**SOURCE PASSAGE**
3 Replies Latest reply on Oct 30, 2017 2:08 AM by vmansur

    RDMA read failing with Remote Invalid Request Error

    vmansur

      I am attempting RDMA read between Mellanox ConnectX-4 adapter's and the same is failing with the following error CQE:

       

      [ 3134.946117] mlx5_0:dump_cqe:262:(pid 5984): dump error cqe

      [ 3134.946120] 00000000 00000000 00000000 00000000

      [ 3134.946122] 00000000 00000000 00000000 00000000

      [ 3134.946124] 00000000 00000000 00000000 00000000

      [ 3134.946127] 00000000 00008a12 100000ac 000008d2

       

      opcode=0xd, syndrome=0x12, vendor syndrome=0x8a

       

      Per Mellanox PRM opcode 0xd (13) is requester error, syndrome 0x12 is Remote_Invalid_Request_Error

      http://www.mellanox.com/related-docs/user_manuals/Ethernet_Adapters_Programming_Manual.pdf

       

      I haven't been able to figure out much on the Remote_Invalid_Request_Error error, but one link on the web (rdmamojo) pointed out that this could be due to qp_access_flags in remote QP wasn't configured to support this operation), insufficient buffering to receive a new RDMA or Atomic Operation request, or the length specified in a RDMA request.

       

      I have validated all of the above (qp_access flags on the responder has RDMA read enabled, enough buffer to receive RDMA read and length specified for RDMA read request is also fine on the requester). In addition I have also validated the Remote Addr/Rkey, Local Addr/Lkey and length and the entire WQE posted, they all looks fine.

       

      Any idea what else could cause this error (Remote_Invalid_Request_Error) ? Also I could find details on vendor syndrome of 0x8a, is there a way to decode this error for further details on the failure ?

       

      Thanks for your help !

        • Re: RDMA read failing with Remote Invalid Request Error
          joakimziegler

          I'm having a similar problem with the RHEL Inbox drivers and NFS over RDMA between some newly installed machines, getting Local Length Errors. While I don't have a solution for you specifically, I'm wondering, how did you do the validation you mention (qp_access flags, buffer sizes, etc.)? I'm wondering if any of the things you're mentioning might help me with my problem.

          • Re: RDMA read failing with Remote Invalid Request Error
            vmansur

            I was able to get this issue resolved. The problem was with the "max_dest_rd_atomic" QP attribute. Per documentation, "max_dest_rd_atomic" is "number of RDMA Reads outstanding at any time for this QP as a destination". Our code was using RDMACM for connection management. The way "max_dest_rd_atomic" is set by RDMACM is via attribute called "responder_resources" sent as an argument "rdma_conn_param" to "rdma_connect". The argument did not look obvious and hence was not set causing RDMACM to set "max_dest_rd_atomic" to zero. causing RDMA reads initiated to this node to fail.

             

            Basically the syndrome  "Remote_Invalid_Request_Error" means lot of issues that are not clearly defined, hence it took us time to figure out the exact issue. This is where I was hoping that "vendor syndrome" might come in handy to figure out root cause for "Remote_Invalid_Request_Error" or similar errors that have multiple failure reasons. Unfortunately "vendor syndrome" doesn't seem to be exported by Mellanox. It will help if Mellanox could export this error with its corresponding description such that it will help Mellanox RDMA users to debug similar issues.

             

            Thanks !

**TO DO**
In the forum thread about the failing RDMA read, which QP attribute turned out to be the cause of the error?

**SUPPLIED RECORDS**

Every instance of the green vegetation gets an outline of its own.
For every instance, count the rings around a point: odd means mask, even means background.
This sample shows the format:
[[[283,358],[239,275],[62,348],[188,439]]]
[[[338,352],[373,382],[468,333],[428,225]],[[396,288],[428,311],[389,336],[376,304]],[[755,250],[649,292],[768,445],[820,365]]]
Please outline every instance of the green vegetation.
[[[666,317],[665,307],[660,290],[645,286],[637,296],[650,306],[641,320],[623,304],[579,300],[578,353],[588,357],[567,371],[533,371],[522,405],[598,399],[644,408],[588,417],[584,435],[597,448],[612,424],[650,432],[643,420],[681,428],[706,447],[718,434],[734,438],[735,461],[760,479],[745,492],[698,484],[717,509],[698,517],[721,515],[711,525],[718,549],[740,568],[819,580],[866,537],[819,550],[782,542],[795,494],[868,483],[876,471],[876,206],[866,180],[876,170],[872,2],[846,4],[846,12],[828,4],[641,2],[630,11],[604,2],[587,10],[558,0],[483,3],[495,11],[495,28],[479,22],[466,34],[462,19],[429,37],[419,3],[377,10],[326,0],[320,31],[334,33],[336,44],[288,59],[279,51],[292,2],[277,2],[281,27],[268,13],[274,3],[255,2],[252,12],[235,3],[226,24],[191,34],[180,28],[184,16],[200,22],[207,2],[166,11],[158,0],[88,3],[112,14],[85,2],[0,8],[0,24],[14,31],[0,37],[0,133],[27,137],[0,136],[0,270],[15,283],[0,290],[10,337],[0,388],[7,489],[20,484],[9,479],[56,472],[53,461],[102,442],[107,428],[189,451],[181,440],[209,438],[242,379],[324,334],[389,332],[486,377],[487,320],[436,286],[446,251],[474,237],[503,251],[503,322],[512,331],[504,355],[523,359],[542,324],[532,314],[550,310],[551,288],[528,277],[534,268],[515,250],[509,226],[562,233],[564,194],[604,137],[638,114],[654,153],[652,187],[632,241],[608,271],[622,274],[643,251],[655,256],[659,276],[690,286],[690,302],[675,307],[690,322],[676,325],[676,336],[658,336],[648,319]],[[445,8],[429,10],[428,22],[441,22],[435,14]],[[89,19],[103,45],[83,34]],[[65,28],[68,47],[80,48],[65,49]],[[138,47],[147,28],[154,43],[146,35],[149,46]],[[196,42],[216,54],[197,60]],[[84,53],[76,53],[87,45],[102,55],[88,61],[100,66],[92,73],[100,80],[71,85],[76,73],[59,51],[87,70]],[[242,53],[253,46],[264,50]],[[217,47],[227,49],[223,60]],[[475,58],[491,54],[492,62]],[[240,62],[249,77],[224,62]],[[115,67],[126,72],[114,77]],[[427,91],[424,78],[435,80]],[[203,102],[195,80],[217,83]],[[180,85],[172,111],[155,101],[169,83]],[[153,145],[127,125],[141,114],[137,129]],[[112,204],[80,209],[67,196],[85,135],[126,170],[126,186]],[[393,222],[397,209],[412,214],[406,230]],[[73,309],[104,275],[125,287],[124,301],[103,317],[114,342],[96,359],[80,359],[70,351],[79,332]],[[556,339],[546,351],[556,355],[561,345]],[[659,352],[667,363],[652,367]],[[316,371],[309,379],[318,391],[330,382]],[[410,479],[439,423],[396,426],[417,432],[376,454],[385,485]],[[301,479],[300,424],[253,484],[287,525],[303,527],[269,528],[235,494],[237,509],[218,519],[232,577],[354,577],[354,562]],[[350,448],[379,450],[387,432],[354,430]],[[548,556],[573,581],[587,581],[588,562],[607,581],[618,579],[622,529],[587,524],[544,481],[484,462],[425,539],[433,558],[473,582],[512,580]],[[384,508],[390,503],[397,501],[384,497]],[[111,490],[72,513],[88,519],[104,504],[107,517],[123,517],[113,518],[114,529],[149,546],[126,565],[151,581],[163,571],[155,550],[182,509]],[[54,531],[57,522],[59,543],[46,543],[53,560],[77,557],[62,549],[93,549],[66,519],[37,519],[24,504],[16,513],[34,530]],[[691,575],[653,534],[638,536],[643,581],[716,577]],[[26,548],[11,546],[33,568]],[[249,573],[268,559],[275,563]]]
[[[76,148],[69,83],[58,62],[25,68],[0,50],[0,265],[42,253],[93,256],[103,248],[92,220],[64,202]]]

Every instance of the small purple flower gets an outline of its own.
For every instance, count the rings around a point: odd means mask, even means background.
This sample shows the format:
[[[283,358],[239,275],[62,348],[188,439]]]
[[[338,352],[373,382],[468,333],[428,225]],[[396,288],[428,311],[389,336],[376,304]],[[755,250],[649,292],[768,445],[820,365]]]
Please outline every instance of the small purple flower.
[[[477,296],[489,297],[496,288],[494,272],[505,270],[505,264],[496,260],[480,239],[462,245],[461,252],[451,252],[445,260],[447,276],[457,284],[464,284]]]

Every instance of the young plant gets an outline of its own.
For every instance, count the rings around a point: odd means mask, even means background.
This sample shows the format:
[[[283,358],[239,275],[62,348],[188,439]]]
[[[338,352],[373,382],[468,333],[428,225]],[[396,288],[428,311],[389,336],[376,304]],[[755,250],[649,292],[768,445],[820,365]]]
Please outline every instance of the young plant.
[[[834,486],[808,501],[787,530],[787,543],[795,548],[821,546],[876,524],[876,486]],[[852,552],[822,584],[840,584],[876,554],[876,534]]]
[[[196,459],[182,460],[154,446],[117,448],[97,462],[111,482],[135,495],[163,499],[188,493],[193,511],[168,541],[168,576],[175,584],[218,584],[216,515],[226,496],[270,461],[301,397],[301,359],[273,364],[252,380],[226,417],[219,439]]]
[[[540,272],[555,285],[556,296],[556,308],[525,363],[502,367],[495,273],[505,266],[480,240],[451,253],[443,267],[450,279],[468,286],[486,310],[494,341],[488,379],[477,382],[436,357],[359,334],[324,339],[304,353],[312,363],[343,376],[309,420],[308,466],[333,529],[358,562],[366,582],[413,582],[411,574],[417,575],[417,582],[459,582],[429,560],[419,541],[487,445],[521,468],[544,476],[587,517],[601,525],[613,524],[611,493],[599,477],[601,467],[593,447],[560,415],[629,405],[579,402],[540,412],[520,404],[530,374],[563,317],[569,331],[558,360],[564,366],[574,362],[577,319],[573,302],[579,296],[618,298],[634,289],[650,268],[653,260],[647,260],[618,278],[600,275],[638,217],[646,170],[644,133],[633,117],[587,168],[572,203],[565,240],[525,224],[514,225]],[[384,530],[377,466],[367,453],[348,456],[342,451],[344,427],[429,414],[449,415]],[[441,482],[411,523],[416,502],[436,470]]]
--
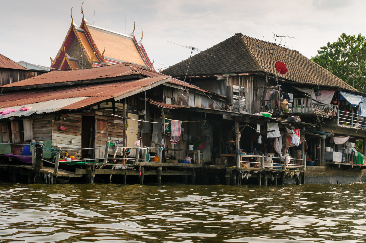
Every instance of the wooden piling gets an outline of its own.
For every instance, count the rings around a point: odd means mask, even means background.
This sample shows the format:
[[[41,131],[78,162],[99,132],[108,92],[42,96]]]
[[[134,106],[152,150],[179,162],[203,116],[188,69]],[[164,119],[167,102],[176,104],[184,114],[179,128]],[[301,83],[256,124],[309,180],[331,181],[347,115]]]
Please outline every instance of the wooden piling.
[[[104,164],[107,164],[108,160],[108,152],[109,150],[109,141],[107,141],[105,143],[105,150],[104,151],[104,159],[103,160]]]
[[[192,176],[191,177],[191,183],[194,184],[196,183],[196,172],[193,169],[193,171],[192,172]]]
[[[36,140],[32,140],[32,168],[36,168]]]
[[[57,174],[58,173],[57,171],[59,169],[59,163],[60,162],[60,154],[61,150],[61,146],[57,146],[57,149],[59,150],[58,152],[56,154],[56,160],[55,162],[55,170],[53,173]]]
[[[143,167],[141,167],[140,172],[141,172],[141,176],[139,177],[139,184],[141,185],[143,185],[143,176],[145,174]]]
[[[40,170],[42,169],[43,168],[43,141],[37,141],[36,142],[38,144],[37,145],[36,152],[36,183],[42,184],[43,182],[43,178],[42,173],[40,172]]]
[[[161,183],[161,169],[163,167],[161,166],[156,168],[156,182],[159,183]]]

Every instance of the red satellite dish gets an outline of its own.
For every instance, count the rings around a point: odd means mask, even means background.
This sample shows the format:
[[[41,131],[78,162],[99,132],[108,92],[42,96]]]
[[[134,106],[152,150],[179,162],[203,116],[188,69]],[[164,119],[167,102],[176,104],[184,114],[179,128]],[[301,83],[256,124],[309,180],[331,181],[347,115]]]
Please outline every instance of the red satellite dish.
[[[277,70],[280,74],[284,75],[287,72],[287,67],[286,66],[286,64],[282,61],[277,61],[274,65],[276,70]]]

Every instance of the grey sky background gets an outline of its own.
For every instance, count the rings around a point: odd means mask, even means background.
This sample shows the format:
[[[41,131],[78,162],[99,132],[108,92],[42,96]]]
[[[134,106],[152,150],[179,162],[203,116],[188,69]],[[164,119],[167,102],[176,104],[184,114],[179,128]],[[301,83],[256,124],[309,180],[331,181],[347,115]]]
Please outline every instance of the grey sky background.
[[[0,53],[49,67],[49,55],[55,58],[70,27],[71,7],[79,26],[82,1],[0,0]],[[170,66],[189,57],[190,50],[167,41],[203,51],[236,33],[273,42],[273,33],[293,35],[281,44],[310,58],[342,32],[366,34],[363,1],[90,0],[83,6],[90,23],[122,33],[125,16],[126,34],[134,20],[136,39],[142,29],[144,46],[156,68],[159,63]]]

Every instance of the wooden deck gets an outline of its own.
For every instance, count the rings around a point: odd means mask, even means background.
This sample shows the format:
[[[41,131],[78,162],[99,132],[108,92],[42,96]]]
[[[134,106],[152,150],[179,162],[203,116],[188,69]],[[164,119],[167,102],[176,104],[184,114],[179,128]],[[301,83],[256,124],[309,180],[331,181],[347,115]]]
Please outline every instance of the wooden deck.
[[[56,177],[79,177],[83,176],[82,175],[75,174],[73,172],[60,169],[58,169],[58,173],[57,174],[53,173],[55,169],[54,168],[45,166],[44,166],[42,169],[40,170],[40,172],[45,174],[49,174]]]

**EXERCISE RESPONSE**
The "max_dest_rd_atomic" attribute. RDMACM set it to zero because "responder_resources" was not set.